Input records:
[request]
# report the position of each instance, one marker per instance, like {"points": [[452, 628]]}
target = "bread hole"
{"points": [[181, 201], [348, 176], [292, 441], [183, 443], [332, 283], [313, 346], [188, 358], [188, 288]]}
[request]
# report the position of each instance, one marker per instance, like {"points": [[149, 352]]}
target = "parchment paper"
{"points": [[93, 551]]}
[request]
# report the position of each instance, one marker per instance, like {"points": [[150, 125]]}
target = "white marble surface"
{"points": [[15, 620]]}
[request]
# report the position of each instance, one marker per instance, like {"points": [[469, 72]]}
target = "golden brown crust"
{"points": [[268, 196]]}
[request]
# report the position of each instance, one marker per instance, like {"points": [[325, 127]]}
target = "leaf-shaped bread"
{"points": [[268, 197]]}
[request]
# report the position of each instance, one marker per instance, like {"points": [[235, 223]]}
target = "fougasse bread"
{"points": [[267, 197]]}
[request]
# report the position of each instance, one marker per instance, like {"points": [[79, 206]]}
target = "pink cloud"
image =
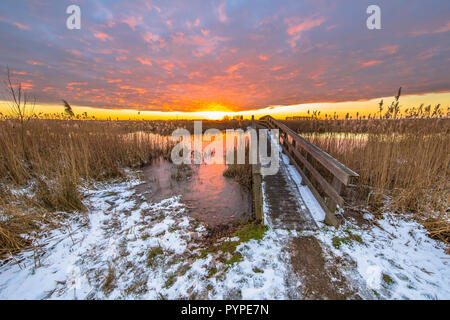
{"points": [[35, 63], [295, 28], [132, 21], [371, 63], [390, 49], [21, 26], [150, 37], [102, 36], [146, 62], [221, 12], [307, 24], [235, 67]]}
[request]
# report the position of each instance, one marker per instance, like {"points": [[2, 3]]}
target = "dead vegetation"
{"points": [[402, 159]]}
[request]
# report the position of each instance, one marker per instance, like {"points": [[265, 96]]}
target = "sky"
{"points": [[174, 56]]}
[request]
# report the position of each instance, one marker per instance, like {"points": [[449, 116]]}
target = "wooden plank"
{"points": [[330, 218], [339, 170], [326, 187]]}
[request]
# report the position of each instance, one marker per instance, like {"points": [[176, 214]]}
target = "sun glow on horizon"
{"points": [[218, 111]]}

Exercise task: Update all of the records above by replacing "marker" with "dot" wherever it occurs, keeping everything else the same and leaving the pictures out.

Correct response:
[request]
# report the position of each instance, one dot per instance, like {"points": [[452, 628]]}
target = "bread hole"
{"points": [[181, 201], [348, 176], [292, 441], [183, 443], [332, 283], [313, 346], [188, 358], [188, 288]]}
[request]
# report the position of each instance, one dot per instance, like {"points": [[149, 352]]}
target = "parchment paper"
{"points": [[93, 551]]}
[request]
# report the position of each instance, one dot per instance, like {"points": [[150, 125]]}
target = "white marble surface"
{"points": [[15, 620]]}
[request]
# report the position of each instance, one dot per instance, like {"points": [[469, 72]]}
target = "golden brown crust"
{"points": [[268, 196]]}
[request]
# report the position of each instance, one dot per instance, like {"points": [[325, 127]]}
target = "leaf-shaped bread"
{"points": [[268, 197]]}
[request]
# report the position of each instance, one dot per instance, like {"points": [[235, 223]]}
target = "fougasse bread"
{"points": [[267, 197]]}
[request]
# report the position of each instance, one dot per instance, like {"points": [[79, 206]]}
target = "pink cloud"
image =
{"points": [[35, 63], [295, 28], [132, 21], [371, 63], [390, 49], [21, 26], [150, 37], [102, 36], [146, 62], [221, 12], [307, 24], [235, 67]]}
[request]
# report the position of each instance, one dot per instance, like {"points": [[2, 3]]}
target = "dead vegetation"
{"points": [[402, 159]]}
[request]
# report the position of each instance, one dot per instance, like {"points": [[265, 96]]}
target = "sky"
{"points": [[174, 56]]}
[request]
# report the position of each instance, one dot per instance, like {"points": [[449, 116]]}
target = "wooden plank"
{"points": [[330, 218], [339, 170], [326, 187]]}
[request]
# report the position of each instance, one dot per instance, like {"points": [[176, 214]]}
target = "sun glow on horizon"
{"points": [[218, 111]]}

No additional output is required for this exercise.